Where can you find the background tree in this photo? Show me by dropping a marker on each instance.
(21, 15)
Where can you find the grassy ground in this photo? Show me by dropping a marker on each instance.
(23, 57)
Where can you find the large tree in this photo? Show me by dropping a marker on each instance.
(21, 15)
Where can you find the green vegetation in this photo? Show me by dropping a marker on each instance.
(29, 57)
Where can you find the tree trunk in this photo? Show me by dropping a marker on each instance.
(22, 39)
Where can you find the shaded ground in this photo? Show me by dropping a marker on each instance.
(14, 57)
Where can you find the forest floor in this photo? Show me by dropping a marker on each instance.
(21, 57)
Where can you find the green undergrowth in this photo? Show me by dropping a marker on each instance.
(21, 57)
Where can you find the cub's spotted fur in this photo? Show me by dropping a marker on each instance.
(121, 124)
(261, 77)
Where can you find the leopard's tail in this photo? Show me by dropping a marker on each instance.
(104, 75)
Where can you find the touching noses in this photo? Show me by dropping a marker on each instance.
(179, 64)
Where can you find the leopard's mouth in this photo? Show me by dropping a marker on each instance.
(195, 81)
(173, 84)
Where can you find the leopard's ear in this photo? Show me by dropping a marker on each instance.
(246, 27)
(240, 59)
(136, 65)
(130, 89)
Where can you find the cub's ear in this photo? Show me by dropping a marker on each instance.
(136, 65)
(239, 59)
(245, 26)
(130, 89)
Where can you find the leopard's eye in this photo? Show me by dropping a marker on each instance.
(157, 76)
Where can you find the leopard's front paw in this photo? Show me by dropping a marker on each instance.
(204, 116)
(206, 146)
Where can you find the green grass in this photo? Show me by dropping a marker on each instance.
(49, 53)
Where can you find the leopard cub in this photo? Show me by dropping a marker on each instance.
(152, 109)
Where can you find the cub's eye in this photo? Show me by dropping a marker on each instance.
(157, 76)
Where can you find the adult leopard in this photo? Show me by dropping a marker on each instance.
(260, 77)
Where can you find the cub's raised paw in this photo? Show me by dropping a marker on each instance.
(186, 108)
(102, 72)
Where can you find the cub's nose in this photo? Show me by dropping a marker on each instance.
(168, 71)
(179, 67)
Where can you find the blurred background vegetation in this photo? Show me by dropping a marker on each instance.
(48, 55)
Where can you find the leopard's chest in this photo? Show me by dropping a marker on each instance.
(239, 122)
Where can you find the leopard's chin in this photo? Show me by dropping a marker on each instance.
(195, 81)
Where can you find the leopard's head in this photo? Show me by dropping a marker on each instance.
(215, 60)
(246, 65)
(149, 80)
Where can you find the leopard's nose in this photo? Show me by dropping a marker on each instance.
________________
### Short task
Please copy all of the records above word for word, line by line.

### Written response
Where can you find the background tree in this photo? Show me by dropping a marker on each instance.
(21, 15)
Where can you find the grassy ground in this photo? Show me by dropping a marker on each instance.
(23, 57)
Where can you find the large tree in this photo? Show me by dropping a marker on each instance.
(21, 15)
Where can you find the green vegetation in this photo? Show me by dropping a marker on each instance.
(29, 57)
Where can you find the tree trunk in this photo? Show me by dropping a marker on each instance.
(22, 39)
Where can you find the shaded ground in this photo? Show me by dropping a marker on each instance.
(14, 57)
Where can you find the forest floor in this photo? Show me by dropping a marker on each instance.
(21, 57)
Where can you find the green undergrowth in this photo? Show me by dropping a marker on each instance.
(21, 57)
Where can you find the cub's spotted fur in this photo? Show me by dropping a marker on each instance.
(121, 124)
(261, 77)
Where can you find the leopard's tail in this photo? Show me by dropping a marker on each instance.
(104, 75)
Where can you find the touching noses in this photo? Show me by dropping a marker on each instance.
(179, 64)
Where can you find the leopard's mouth in this photo? Show me by dropping a marker on each instance.
(195, 81)
(173, 84)
Where can you find the leopard's ear in this photo? Show me by dropping a marker on each instance.
(246, 27)
(240, 59)
(136, 65)
(130, 89)
Where can you find the cub's ear in this photo? Show me by dropping a marker on each instance.
(136, 65)
(239, 59)
(245, 26)
(130, 89)
Where can you find the leopard's eye in this photo? Show me by dropping a marker on each instance.
(157, 76)
Where can you find the leopard's front paw in this photo? Show me by dropping a marker on each instance.
(204, 116)
(206, 146)
Where can you find the green grass in this photo? Show me by dropping a marker on each instance.
(49, 53)
Where can you find the leopard cub in this photo? Show me by dropping a marker on each instance.
(152, 109)
Where can you find the cub's eye in this photo? Show me by dropping a marker on each instance.
(157, 76)
Where can you find the adult leopard in this photo? Show me by dropping a marker on each instance.
(260, 77)
Where can you find the cub's raised paw in this photo? Show me by dropping a marker on each instance.
(186, 108)
(102, 72)
Where can you find the cub's nose in this photo? Show me by dropping a marker on each instance.
(168, 71)
(179, 67)
Where can you find the blurred background vegetation in this photo? Show me by dropping a marker on each instance.
(48, 55)
Where can you find the leopard's chest in this photo? Show me by dropping a marker on each instance.
(239, 122)
Where can you find the leopard's chin in this photo? Show me by dropping a marker on each instance.
(195, 81)
Where can you find the leopard's head in this photo? Show me by dropping a marker on each instance.
(215, 60)
(246, 65)
(149, 80)
Where can you find the leopard's nose in this photo? Show me by dropping a marker on each instance.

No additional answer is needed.